[Object location labeling data]

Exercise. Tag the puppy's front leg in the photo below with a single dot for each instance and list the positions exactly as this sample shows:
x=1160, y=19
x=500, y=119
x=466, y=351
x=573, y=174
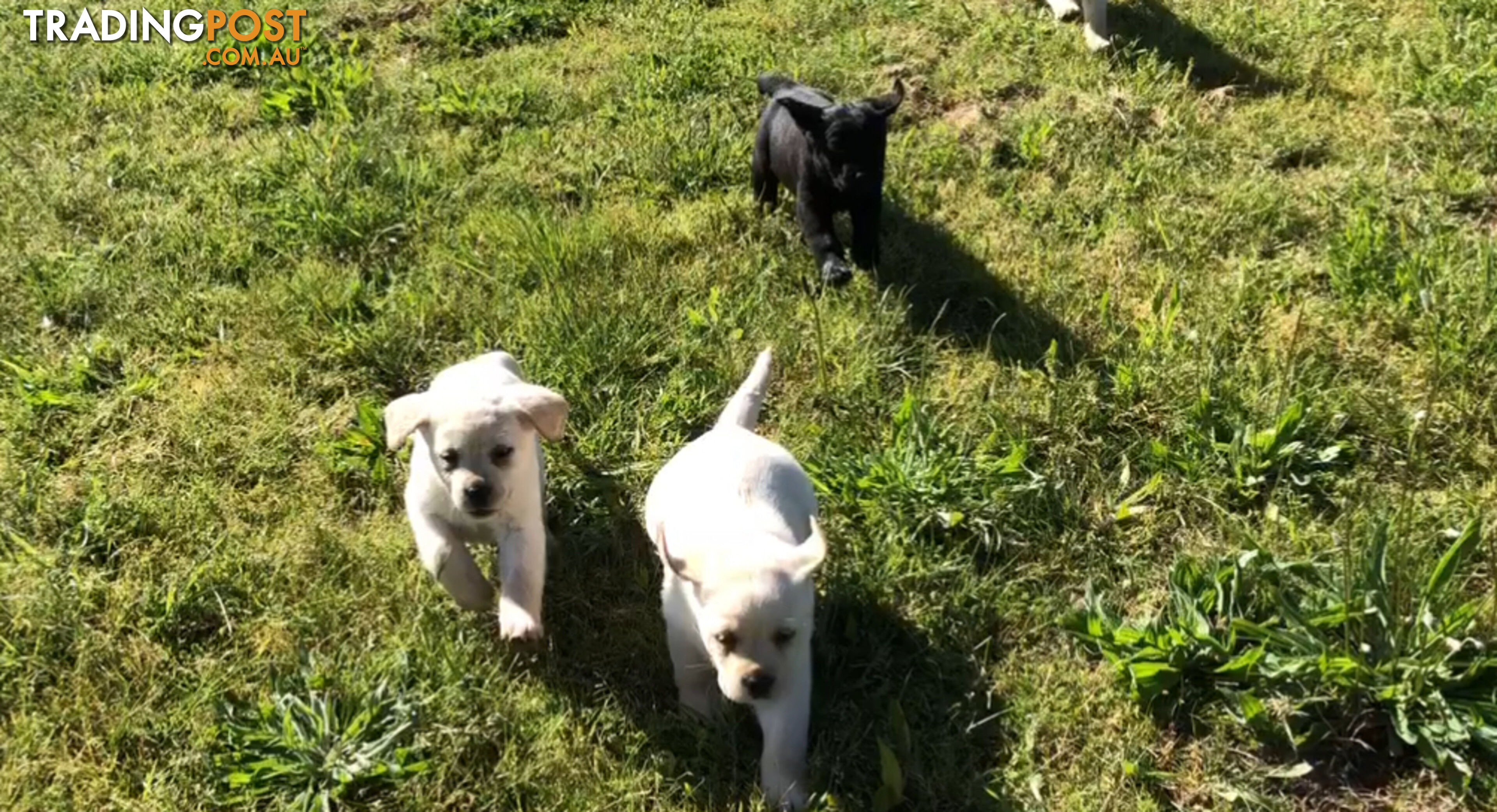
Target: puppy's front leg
x=695, y=679
x=523, y=577
x=866, y=234
x=782, y=766
x=821, y=236
x=449, y=563
x=1096, y=25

## Work to do
Copy out all of the lines above word for word, leaving out the pictures.

## Final result
Exercise. Tag the puppy's front leg in the photo below with a single dot for each instance and list the positions exactly as this sample shows:
x=1160, y=19
x=500, y=119
x=466, y=351
x=573, y=174
Target: puppy's front leg
x=695, y=679
x=523, y=577
x=866, y=234
x=782, y=766
x=821, y=236
x=449, y=563
x=1096, y=25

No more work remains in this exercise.